=== Prompt ===
Reproduce all of the data below verbatim, keeping every line and character unchanged.
**** Exercise materials
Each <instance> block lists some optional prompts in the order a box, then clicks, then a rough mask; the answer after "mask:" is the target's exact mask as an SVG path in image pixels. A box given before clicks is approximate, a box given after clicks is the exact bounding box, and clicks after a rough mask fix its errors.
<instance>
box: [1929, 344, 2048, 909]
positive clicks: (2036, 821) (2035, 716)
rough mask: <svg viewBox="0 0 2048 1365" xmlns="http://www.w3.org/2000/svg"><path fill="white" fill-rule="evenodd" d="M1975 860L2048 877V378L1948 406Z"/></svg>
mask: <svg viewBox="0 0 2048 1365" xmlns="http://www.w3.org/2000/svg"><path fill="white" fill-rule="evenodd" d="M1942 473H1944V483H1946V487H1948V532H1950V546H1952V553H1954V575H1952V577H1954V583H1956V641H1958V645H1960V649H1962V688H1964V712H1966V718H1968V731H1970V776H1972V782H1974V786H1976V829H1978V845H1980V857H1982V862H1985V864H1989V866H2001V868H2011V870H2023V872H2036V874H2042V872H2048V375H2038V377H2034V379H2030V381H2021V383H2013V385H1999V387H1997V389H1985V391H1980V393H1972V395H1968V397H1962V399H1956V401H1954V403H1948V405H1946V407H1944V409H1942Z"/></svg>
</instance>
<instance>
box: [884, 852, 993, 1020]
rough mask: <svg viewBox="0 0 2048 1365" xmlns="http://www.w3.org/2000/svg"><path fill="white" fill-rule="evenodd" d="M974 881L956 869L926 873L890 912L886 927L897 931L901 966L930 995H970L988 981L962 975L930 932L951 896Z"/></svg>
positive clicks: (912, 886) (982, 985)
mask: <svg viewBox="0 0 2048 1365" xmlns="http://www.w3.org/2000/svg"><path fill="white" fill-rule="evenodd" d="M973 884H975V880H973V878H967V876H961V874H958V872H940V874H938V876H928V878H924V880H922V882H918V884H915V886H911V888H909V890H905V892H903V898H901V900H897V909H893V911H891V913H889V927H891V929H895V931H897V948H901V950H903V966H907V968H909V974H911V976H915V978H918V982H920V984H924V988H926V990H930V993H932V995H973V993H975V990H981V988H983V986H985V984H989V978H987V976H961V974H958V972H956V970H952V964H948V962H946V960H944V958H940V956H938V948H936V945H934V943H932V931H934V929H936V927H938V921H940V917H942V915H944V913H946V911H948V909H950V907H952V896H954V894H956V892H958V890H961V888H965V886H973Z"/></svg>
********
=== Your response ===
Each <instance> block lists some optional prompts in the order a box, then clicks, then a rough mask; the answer after "mask:" is the target's exact mask as an SVG path in image pixels. A box given before clicks is approximate, a box given after clicks is the exact bounding box, and clicks after a rough mask fix its errors.
<instance>
box: [1929, 344, 2048, 909]
positive clicks: (2036, 821) (2035, 716)
rough mask: <svg viewBox="0 0 2048 1365" xmlns="http://www.w3.org/2000/svg"><path fill="white" fill-rule="evenodd" d="M1975 860L2048 877V378L1948 406Z"/></svg>
mask: <svg viewBox="0 0 2048 1365" xmlns="http://www.w3.org/2000/svg"><path fill="white" fill-rule="evenodd" d="M1942 473H1944V483H1946V487H1948V532H1950V546H1952V553H1954V575H1952V577H1954V583H1956V641H1958V645H1960V649H1962V688H1964V712H1966V718H1968V731H1970V776H1972V782H1974V786H1976V829H1978V845H1980V857H1982V862H1985V864H1989V866H2001V868H2011V870H2023V872H2036V874H2042V872H2048V375H2038V377H2034V379H2030V381H2021V383H2013V385H1999V387H1997V389H1985V391H1980V393H1972V395H1968V397H1962V399H1956V401H1954V403H1948V405H1946V407H1944V409H1942Z"/></svg>
</instance>
<instance>
box: [884, 852, 993, 1020]
rough mask: <svg viewBox="0 0 2048 1365" xmlns="http://www.w3.org/2000/svg"><path fill="white" fill-rule="evenodd" d="M974 881L956 869L926 873L890 912L886 927L897 931L901 966L930 995H970L988 981L962 975L930 932L951 896Z"/></svg>
positive clicks: (912, 886) (982, 985)
mask: <svg viewBox="0 0 2048 1365" xmlns="http://www.w3.org/2000/svg"><path fill="white" fill-rule="evenodd" d="M973 884H975V880H973V878H967V876H961V874H958V872H940V874H938V876H928V878H924V880H922V882H918V884H915V886H911V888H909V890H905V892H903V898H901V900H897V909H893V911H891V913H889V927H891V929H895V931H897V948H901V950H903V966H907V968H909V974H911V976H915V978H918V982H920V984H924V988H926V990H930V993H932V995H973V993H975V990H981V988H983V986H985V984H989V978H987V976H961V974H958V972H956V970H952V964H948V962H946V960H944V958H940V956H938V948H936V945H934V943H932V931H934V929H936V927H938V921H940V917H942V915H944V913H946V911H948V909H950V907H952V896H954V894H956V892H958V890H961V888H965V886H973Z"/></svg>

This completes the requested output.